## WHAT YOU ARE ASKED TO DO:
Could you print, word for word, the lines of the material below that run from the line containing "Can you spot the white line" through the line containing "[[254, 436]]", both of those lines included, and nothing else?
· · ·
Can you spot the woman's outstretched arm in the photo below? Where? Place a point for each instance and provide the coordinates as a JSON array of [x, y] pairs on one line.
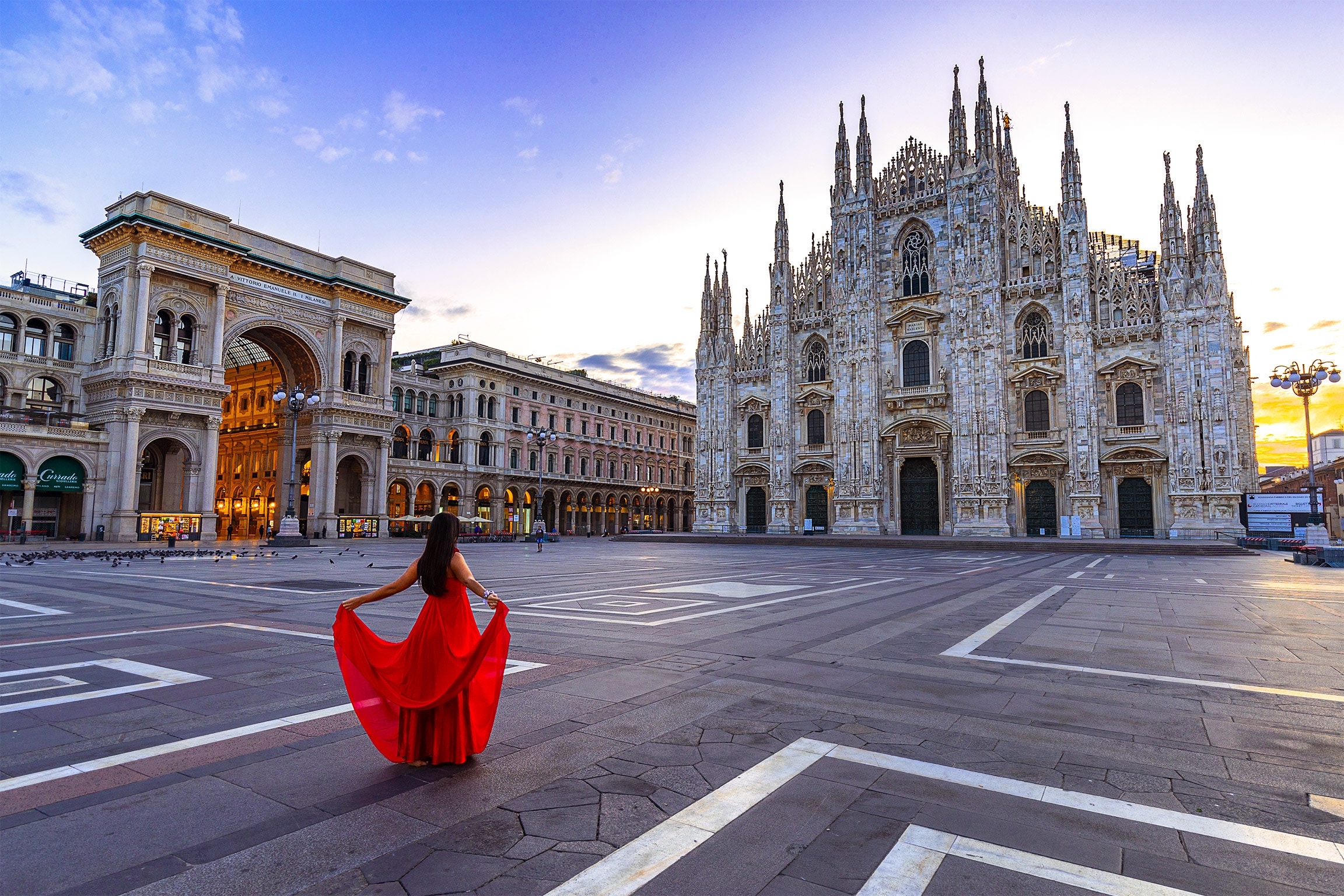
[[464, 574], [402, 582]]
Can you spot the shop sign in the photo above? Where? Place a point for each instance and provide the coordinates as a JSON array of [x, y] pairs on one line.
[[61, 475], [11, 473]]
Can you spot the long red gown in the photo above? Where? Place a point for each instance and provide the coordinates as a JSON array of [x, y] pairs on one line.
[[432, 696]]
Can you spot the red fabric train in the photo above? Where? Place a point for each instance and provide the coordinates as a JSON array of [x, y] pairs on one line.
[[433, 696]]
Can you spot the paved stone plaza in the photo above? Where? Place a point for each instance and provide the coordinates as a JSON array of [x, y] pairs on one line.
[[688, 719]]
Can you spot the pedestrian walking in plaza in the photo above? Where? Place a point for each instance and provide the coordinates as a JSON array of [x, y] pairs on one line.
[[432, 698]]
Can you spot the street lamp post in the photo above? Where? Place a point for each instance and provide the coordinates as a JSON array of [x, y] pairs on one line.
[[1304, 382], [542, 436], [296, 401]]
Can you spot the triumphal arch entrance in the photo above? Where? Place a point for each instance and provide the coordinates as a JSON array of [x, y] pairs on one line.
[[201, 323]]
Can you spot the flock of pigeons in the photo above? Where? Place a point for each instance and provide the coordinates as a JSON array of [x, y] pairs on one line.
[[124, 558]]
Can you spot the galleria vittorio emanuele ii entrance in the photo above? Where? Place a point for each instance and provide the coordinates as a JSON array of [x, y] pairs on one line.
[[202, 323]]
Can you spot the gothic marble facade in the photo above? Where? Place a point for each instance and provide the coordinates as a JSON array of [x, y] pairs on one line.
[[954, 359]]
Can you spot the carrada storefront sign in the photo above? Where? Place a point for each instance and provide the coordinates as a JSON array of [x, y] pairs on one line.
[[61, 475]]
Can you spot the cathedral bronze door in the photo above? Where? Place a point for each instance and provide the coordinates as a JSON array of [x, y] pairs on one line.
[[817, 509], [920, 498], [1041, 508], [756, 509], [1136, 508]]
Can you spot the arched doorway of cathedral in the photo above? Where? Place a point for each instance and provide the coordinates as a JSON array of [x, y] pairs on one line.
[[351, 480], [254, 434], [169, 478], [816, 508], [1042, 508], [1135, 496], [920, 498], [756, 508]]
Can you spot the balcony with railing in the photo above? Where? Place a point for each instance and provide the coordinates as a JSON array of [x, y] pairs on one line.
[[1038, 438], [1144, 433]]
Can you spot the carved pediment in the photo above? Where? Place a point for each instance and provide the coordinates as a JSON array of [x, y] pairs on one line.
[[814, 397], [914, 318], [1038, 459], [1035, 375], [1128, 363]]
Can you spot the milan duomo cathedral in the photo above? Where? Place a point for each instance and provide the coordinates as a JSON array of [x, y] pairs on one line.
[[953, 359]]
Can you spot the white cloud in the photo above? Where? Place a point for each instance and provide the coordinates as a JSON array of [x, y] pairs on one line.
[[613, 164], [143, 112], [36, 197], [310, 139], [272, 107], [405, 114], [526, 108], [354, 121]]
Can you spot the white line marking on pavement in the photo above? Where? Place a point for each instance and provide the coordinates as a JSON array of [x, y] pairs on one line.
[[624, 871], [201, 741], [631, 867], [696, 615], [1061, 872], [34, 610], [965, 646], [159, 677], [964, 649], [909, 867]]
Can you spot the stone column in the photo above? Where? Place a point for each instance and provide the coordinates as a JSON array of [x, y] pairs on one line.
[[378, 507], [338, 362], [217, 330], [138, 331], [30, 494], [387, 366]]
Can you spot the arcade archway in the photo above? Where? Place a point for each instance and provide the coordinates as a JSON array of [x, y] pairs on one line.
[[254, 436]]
· · ·
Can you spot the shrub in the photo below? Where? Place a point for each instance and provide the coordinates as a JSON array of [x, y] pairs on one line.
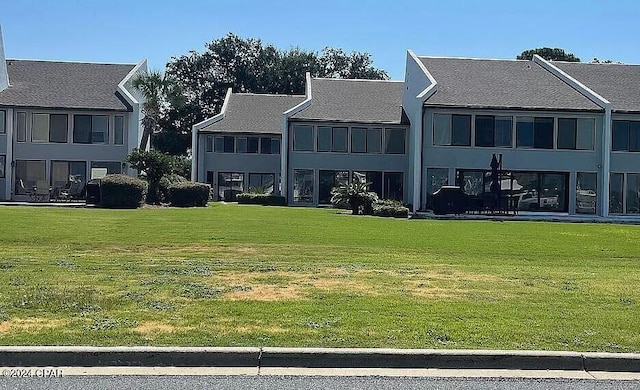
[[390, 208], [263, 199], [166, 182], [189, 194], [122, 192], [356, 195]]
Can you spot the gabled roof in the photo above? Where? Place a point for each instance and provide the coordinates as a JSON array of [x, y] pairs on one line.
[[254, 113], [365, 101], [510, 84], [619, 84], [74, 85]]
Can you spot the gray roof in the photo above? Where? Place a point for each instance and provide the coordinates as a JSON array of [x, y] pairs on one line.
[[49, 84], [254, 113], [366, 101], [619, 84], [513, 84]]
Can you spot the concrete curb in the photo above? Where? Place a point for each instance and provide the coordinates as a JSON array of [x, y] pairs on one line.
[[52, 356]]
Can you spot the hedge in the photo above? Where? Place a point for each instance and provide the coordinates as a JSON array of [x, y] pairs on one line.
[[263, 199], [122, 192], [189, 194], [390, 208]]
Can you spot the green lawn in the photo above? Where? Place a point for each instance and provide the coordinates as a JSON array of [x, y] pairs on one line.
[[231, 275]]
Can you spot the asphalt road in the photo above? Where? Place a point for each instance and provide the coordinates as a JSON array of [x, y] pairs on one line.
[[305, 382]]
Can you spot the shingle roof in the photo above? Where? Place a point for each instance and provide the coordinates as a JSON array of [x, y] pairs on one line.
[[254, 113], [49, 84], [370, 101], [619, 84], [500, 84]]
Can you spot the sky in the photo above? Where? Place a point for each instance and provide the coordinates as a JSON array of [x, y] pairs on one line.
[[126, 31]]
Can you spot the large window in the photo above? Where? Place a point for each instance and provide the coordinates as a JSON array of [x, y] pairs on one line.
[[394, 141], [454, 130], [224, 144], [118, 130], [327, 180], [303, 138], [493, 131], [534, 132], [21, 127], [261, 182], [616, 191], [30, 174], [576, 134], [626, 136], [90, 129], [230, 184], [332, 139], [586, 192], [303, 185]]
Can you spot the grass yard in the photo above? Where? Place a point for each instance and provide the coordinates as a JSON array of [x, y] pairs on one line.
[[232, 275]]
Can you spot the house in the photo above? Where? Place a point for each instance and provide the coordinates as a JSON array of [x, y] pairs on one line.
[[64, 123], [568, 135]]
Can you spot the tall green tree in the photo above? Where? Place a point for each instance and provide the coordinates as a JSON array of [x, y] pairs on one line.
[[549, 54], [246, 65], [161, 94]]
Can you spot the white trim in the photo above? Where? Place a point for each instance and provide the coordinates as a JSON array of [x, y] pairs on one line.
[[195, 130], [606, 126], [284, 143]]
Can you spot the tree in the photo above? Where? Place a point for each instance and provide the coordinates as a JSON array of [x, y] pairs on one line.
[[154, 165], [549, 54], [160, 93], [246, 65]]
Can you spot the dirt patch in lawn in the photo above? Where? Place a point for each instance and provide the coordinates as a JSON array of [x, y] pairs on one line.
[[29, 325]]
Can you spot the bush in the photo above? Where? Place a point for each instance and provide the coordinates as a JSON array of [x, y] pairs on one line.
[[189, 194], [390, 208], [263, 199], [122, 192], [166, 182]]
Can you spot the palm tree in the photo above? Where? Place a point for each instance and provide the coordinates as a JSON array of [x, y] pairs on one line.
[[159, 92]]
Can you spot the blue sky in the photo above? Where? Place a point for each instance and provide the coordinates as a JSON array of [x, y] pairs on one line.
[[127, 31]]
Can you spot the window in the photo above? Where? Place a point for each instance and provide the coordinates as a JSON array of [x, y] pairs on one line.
· · ·
## WRITTEN REPLY:
Can you spot the white line marking on pavement in the photo above? Where? Place a point for each instance and provide the coordinates as a JSON array of [x, y] pairs on one line.
[[624, 871], [201, 741], [631, 867], [696, 615], [1061, 872], [34, 610], [965, 646], [159, 677], [964, 649], [909, 867]]
Can you spot the stone column in the photo above? Where? Place a point for each instance and provide the coordinates as a JSON array of [x, y] pairs on one line.
[[378, 507], [338, 362], [217, 330], [138, 331], [30, 494], [387, 366]]
Can you spot the arcade archway in the photo above? Where? Place a point for each instance and provide the coordinates as a JSON array of [x, y] pairs on one line.
[[254, 436]]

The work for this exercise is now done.